EXTRAIT DE PAGE >>
- - - - -

L'équipe états-unienne n'est pas la première à s'atteler à cette tâche. Deux approches avaient déjà été utilisées pour déterminer le nombre de provirus présents dans l'organisme. La première a consisté à activer les lymphocytes T afin de forcer la réapparition des virus silencieux. Mais cette stratégie est incertaine, car des provirus potentiellement actifs peuvent rester endormis malgré l'activation. Dans ce cas, le nombre calculé serait sous-estimé.

Dans la seconde, les scientifiques ont compté le nombre de copies d'ADN viral présentes dans les cellules. Cette stratégie permet cette fois-ci de connaître le nombre total de provirus. Cependant, certains d'entre eux ont probablement muté et ne sont plus capables de se réactiver. La démarche donne donc une surestimation de la quantité de provirus actifs. Les deux méthodes d'estimation ont d'ailleurs conduit à des résultats très différents. « Dans les deux cas, il est difficile de savoir quel est la taille réelle du réservoir du VIH », explique Ya-Chi Ho, la principale auteure de l'étude.

Les réservoirs du VIH 60 fois plus importants que prévu

Afin de mieux appréhender le problème, Robert Siliciano et son équipe ont développé une nouvelle stratégie combinant les deux techniques précédemment utilisées. Ils ont tout d'abord stimulé des lymphocytes T pour activer les provirus et se sont penchés sur 213 provirus qui ne se sont pas réveillés. Ils voulaient savoir combien d'entre eux étaient quand même capables de s'activer. Pour cela, ils ont analysé leurs séquences : 188 ADN viraux, soit 88 %, avaient des mutations qui les rendaient incapables de sortir de leur état de latence. En revanche, 25 (12 %) possédaient un matériel génétique intact.

Pour tester la fonctionnalité de ces 25 virus, les chercheurs les ont tout simplement cultivés. « Les virus se sont répliqués admirablement bien, indique Robert Siliciano. Cela suggère qu'ils ont la capacité de se réveiller à tout moment, mais que la méthode d'activation des lymphocytes T n'a pas été assez efficace. » Pour le confirmer, les auteurs ont répété l'expérience en activant les lymphocytes deux fois de suite. Ils ont pu montrer que certains provirus ne se réveillaient que la deuxième fois.

Ces résultats montrent que les réservoirs viraux sont plus conséquents qu'on le pensait. En compilant leurs données, les auteurs estiment que leur taille est 60 fois plus importante que prévu. Pour Robert Siliciano, « c'est une augmentation considérable, et cela accroît énormément les obstacles qui nous séparent d'un moyen de soigner le Sida ». Même si ces résultats sont inquiétants, ils permettent de mieux comprendre la maladie et de s'approcher un peu plus d'un traitement.

- - - - -

DONNÉES DE L'EXERCICE >>
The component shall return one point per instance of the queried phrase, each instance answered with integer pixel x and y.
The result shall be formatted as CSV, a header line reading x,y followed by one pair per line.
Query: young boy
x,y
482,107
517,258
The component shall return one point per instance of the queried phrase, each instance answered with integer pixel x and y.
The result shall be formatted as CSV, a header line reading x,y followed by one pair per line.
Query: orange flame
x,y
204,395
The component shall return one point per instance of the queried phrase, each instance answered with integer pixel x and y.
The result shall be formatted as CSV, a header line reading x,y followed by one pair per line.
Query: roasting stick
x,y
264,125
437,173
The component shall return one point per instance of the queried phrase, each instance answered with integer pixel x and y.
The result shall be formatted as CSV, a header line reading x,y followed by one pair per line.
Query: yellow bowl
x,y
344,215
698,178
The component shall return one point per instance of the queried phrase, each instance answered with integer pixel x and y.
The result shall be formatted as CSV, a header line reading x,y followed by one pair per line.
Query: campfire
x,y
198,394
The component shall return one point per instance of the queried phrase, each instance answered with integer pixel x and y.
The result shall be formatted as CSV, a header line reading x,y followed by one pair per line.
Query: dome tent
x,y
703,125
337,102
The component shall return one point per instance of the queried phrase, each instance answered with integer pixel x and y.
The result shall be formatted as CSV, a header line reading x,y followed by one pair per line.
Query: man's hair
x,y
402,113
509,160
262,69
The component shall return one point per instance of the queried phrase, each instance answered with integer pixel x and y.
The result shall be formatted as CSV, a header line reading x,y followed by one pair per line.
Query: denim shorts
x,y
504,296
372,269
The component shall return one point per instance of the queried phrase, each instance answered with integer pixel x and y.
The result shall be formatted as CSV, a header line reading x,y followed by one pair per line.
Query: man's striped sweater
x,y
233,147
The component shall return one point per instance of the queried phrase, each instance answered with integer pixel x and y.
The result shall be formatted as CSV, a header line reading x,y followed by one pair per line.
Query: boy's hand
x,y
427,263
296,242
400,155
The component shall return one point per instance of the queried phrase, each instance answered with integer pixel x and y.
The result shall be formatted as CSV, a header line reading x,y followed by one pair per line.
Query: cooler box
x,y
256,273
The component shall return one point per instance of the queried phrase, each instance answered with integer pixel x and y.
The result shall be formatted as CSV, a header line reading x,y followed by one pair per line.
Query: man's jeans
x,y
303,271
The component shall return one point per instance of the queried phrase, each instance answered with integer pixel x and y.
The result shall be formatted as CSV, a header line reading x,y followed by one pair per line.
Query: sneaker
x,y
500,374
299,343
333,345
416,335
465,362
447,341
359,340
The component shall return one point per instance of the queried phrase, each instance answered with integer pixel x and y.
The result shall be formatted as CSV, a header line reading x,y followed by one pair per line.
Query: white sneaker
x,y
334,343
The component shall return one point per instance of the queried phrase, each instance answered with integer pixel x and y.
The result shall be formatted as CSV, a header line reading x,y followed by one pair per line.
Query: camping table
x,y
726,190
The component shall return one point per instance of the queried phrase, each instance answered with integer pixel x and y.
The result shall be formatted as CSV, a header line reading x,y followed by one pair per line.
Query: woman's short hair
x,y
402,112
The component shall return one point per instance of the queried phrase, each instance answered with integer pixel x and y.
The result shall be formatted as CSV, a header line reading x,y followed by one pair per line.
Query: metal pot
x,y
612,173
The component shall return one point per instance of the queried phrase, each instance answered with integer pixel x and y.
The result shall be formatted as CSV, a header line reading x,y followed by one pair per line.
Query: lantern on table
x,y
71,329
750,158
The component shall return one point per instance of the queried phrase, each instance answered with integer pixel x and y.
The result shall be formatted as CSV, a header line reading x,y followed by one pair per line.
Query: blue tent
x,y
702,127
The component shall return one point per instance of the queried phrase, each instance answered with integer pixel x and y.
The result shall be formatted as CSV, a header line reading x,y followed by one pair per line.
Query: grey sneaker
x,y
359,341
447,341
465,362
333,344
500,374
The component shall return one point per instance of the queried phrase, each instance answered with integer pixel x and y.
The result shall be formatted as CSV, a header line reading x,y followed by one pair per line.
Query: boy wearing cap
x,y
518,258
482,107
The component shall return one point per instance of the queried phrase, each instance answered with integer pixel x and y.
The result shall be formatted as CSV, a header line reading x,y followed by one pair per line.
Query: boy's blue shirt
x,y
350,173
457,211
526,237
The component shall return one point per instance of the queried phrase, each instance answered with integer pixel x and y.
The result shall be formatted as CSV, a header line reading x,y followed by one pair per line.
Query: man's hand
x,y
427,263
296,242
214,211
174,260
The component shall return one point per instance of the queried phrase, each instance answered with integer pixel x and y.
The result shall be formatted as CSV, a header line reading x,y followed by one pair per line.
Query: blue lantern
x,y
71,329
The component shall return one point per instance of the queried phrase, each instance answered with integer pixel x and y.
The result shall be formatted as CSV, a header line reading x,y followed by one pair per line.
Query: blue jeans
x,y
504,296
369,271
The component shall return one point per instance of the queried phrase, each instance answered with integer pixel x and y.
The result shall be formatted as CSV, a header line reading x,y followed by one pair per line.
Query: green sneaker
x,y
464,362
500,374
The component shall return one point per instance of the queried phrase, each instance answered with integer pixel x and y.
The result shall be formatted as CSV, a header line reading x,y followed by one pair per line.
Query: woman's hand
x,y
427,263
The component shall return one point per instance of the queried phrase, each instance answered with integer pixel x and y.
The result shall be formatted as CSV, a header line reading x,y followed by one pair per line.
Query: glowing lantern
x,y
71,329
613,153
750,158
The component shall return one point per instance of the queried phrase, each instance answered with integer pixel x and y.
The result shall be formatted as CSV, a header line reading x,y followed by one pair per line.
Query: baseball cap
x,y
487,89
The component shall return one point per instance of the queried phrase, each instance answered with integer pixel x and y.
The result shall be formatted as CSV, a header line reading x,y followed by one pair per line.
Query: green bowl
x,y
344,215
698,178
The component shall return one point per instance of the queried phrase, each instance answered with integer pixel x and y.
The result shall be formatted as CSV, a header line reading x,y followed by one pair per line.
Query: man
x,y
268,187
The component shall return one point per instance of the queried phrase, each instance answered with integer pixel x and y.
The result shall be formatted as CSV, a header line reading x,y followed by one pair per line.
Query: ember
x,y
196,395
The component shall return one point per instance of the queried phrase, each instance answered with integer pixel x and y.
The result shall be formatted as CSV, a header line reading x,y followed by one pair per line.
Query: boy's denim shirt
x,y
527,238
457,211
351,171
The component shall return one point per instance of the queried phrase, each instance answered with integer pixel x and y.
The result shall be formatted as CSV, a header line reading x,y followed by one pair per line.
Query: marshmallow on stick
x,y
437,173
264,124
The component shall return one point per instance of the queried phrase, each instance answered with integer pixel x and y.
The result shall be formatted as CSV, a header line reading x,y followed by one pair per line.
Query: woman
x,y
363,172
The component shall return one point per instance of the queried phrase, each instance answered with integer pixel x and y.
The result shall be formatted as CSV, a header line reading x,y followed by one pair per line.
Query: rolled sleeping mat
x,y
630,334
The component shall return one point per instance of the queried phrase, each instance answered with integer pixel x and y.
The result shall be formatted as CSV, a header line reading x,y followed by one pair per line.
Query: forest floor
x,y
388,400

- - - - -

CONSIGNES DE LA TÂCHE >> Recopiez à l'identique, dans l'extrait sur les réservoirs du VIH, tout le passage allant de « Ces résultats montrent » jusqu'à « plus d'un traitement. ». Les enregistrements proviennent d'une autre source que l'extrait.

RÉSULTAT ATTENDU >>
Ces résultats montrent que les réservoirs viraux sont plus conséquents qu'on le pensait. En compilant leurs données, les auteurs estiment que leur taille est 60 fois plus importante que prévu. Pour Robert Siliciano, « c'est une augmentation considérable, et cela accroît énormément les obstacles qui nous séparent d'un moyen de soigner le Sida ». Même si ces résultats sont inquiétants, ils permettent de mieux comprendre la maladie et de s'approcher un peu plus d'un traitement.